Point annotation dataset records
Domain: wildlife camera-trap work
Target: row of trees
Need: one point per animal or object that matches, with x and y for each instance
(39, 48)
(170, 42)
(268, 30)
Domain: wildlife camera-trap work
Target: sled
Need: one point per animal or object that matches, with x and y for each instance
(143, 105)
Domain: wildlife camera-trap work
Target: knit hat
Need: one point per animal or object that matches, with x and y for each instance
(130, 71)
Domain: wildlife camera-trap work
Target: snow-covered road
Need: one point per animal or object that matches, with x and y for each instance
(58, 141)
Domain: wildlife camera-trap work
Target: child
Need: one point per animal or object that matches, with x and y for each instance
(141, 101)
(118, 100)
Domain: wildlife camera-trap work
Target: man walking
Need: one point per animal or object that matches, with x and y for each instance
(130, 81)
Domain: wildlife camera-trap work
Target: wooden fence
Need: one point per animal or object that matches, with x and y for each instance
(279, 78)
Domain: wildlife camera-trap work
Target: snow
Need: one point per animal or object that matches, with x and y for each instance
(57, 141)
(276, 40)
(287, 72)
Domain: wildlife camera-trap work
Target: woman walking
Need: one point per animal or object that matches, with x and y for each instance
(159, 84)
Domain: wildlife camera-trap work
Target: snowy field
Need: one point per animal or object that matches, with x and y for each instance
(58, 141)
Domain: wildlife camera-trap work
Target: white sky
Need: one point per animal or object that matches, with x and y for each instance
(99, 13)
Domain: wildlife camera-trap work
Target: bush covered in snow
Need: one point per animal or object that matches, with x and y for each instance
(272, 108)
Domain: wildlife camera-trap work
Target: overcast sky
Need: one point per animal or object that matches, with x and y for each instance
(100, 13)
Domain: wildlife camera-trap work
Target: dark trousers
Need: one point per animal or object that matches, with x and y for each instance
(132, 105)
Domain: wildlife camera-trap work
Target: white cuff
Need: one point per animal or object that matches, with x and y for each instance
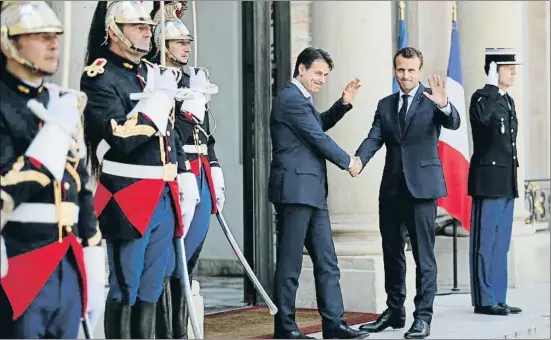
(447, 109)
(218, 177)
(187, 183)
(50, 148)
(157, 107)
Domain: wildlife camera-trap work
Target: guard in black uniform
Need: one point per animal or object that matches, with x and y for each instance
(493, 183)
(49, 235)
(193, 126)
(141, 169)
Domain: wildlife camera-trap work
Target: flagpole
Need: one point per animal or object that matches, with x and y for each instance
(455, 289)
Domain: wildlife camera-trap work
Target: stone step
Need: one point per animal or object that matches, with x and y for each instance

* _What is being asked_:
Copy out each line of the records above that contains the word "walking". Treat the match as case-sensitive.

* _Solution to this task_:
Target: man walking
Target: woman walking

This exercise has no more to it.